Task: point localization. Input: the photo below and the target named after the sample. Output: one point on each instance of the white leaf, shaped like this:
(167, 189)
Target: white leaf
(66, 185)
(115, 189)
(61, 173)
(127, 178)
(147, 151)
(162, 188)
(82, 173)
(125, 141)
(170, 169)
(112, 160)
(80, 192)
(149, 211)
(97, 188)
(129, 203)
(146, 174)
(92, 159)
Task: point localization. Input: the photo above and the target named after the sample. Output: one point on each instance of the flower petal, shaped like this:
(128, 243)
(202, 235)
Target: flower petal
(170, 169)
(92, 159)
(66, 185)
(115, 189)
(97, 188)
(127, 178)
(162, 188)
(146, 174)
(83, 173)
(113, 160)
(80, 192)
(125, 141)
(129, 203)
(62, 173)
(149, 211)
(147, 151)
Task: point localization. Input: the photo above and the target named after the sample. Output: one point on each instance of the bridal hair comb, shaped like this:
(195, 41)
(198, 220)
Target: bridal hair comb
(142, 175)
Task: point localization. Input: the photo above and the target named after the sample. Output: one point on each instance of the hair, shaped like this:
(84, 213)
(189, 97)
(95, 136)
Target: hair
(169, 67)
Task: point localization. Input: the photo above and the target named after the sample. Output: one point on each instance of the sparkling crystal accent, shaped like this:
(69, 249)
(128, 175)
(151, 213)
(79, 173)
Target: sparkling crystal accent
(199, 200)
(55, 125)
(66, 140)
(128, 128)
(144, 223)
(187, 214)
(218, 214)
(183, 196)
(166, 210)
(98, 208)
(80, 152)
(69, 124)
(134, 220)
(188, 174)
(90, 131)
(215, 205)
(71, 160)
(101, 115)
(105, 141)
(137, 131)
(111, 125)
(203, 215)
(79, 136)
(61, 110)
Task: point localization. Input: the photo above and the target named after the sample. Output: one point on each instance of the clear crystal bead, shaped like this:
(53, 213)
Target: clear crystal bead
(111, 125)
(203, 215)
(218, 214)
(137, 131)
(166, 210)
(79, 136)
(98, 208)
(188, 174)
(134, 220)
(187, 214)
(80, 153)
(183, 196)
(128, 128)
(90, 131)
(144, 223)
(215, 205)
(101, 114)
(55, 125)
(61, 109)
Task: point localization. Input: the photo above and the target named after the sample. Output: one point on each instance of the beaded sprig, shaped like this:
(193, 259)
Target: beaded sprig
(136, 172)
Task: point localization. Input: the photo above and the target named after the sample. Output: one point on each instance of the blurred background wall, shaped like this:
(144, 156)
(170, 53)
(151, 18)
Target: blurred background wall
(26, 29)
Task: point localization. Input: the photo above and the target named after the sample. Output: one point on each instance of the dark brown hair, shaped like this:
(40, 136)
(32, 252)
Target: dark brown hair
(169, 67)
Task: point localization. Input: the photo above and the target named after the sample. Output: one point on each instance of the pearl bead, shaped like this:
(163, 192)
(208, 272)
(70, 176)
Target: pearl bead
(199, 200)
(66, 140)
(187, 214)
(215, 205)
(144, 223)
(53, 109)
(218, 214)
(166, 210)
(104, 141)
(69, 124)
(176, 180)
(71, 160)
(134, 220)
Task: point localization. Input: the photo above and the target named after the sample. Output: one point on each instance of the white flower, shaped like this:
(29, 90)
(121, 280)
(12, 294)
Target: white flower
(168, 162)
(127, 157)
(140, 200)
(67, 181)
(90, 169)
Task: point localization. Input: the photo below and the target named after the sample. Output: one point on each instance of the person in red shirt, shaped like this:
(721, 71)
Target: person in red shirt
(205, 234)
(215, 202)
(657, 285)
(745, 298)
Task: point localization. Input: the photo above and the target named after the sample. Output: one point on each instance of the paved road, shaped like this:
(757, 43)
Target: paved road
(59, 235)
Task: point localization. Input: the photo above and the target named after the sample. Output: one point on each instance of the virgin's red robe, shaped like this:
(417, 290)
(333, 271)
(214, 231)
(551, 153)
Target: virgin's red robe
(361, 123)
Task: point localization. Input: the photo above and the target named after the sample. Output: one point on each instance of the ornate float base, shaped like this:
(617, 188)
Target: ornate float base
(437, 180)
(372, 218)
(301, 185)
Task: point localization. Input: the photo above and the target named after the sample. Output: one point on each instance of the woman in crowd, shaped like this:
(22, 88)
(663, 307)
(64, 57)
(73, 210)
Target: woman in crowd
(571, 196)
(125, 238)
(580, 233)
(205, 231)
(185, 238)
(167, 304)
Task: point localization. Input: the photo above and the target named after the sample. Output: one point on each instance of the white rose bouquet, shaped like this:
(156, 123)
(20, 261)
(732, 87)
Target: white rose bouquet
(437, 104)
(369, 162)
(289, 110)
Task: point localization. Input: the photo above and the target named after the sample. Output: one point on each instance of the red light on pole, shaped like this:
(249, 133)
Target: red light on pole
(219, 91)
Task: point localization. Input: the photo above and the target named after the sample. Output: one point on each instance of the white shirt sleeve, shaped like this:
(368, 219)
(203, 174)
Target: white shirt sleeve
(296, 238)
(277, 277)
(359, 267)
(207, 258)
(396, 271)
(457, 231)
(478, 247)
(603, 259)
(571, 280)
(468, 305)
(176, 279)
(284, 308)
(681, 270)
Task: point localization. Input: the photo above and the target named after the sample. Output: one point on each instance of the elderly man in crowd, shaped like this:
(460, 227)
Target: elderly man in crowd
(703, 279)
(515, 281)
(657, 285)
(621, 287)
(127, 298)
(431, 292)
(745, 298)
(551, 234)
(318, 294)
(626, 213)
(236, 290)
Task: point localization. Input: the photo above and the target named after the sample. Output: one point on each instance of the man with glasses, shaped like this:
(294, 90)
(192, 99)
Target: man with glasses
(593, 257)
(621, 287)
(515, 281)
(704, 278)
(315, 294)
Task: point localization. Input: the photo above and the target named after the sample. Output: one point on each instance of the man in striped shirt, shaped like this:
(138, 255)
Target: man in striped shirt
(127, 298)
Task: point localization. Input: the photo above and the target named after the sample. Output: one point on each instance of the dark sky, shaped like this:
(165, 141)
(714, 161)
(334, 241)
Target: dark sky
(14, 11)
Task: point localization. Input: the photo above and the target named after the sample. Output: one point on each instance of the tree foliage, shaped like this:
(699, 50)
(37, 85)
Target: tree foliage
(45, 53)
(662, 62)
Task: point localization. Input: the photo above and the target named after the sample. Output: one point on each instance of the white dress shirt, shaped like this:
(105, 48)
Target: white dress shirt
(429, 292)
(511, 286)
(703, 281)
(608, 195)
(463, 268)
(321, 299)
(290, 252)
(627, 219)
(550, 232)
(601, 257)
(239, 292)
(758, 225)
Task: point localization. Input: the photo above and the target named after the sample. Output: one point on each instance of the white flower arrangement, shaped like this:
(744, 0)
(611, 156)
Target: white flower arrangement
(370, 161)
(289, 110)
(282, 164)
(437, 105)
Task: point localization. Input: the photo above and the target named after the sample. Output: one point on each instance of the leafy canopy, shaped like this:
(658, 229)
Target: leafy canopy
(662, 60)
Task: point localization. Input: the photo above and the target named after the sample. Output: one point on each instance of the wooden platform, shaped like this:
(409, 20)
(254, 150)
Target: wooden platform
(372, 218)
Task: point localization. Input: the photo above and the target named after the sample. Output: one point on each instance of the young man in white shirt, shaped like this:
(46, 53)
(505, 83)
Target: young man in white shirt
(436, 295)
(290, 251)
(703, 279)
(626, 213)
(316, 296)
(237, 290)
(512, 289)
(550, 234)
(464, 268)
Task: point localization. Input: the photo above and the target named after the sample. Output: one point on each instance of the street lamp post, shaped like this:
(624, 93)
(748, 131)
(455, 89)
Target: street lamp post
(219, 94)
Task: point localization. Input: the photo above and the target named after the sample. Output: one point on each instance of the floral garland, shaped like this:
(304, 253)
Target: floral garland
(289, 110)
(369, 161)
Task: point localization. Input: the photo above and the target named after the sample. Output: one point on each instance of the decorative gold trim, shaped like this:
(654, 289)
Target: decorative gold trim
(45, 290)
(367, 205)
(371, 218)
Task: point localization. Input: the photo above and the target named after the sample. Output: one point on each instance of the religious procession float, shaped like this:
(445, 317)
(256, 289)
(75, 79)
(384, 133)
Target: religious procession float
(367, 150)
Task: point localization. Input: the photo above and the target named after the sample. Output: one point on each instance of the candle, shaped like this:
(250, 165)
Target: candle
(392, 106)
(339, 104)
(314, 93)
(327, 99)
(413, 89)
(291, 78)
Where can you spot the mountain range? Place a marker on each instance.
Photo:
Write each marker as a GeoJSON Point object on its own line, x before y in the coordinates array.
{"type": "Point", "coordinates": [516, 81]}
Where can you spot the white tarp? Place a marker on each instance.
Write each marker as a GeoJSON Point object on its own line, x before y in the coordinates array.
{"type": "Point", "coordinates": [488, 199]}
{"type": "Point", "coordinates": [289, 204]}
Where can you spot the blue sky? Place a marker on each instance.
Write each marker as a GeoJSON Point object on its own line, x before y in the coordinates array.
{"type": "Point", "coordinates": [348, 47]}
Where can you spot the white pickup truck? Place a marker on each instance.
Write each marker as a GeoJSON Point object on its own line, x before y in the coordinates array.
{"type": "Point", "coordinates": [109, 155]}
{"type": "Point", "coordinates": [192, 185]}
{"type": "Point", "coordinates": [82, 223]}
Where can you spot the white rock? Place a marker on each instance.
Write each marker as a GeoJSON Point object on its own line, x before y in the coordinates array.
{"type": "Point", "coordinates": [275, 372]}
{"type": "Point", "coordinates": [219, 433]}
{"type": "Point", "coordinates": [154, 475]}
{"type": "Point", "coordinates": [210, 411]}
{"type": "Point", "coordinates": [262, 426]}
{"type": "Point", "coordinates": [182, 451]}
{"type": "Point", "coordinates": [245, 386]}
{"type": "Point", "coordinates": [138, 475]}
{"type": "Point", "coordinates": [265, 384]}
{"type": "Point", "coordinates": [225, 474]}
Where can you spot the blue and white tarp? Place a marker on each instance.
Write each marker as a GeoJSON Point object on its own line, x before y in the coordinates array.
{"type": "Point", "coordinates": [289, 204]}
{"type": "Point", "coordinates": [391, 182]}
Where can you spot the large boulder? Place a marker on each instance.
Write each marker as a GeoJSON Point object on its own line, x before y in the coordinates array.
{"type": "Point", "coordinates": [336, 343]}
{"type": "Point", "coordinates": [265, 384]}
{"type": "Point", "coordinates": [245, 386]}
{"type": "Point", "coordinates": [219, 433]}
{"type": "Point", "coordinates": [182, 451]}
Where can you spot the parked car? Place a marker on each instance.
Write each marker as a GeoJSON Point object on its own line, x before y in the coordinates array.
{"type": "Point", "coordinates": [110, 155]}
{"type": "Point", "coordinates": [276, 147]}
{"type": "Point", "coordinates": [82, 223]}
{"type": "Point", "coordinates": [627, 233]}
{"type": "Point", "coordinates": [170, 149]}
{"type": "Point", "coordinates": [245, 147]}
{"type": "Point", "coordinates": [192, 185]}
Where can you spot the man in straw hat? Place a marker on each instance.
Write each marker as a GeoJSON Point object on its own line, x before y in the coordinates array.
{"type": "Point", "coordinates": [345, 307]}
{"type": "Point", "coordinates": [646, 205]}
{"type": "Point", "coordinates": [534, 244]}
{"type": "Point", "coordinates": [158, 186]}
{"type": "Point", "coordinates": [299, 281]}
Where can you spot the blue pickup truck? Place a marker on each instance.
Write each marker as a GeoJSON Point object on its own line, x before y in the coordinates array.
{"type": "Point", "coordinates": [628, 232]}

Exercise objective: Can you rewrite the stretch of the listing from the line containing "Where can you spot the large" through the end of the listing, with "marker" changed to "pin" and nothing else altered?

Correct response:
Where can you spot the large boulder? Place a pin on each instance.
Write each pin as a GeoJSON Point object on its own line, x before y in the coordinates array.
{"type": "Point", "coordinates": [336, 343]}
{"type": "Point", "coordinates": [265, 384]}
{"type": "Point", "coordinates": [245, 386]}
{"type": "Point", "coordinates": [219, 433]}
{"type": "Point", "coordinates": [182, 451]}
Where can you spot the parked car? Place a pin on each instance.
Write each pin as a GeoJSON Point object on its own line, x before y in the coordinates array.
{"type": "Point", "coordinates": [110, 155]}
{"type": "Point", "coordinates": [276, 147]}
{"type": "Point", "coordinates": [82, 223]}
{"type": "Point", "coordinates": [627, 233]}
{"type": "Point", "coordinates": [170, 149]}
{"type": "Point", "coordinates": [245, 147]}
{"type": "Point", "coordinates": [192, 185]}
Where can you spot the man in straw hat? Place a pin on each instance.
Write each pin as a GeoJSON Point object on its own line, x before y in the coordinates array.
{"type": "Point", "coordinates": [345, 307]}
{"type": "Point", "coordinates": [646, 205]}
{"type": "Point", "coordinates": [534, 244]}
{"type": "Point", "coordinates": [158, 186]}
{"type": "Point", "coordinates": [299, 281]}
Where can you spot the blue pickup truck? Place a pin on each instance.
Write each pin as a GeoJSON Point object on its own line, x before y in the coordinates array.
{"type": "Point", "coordinates": [628, 232]}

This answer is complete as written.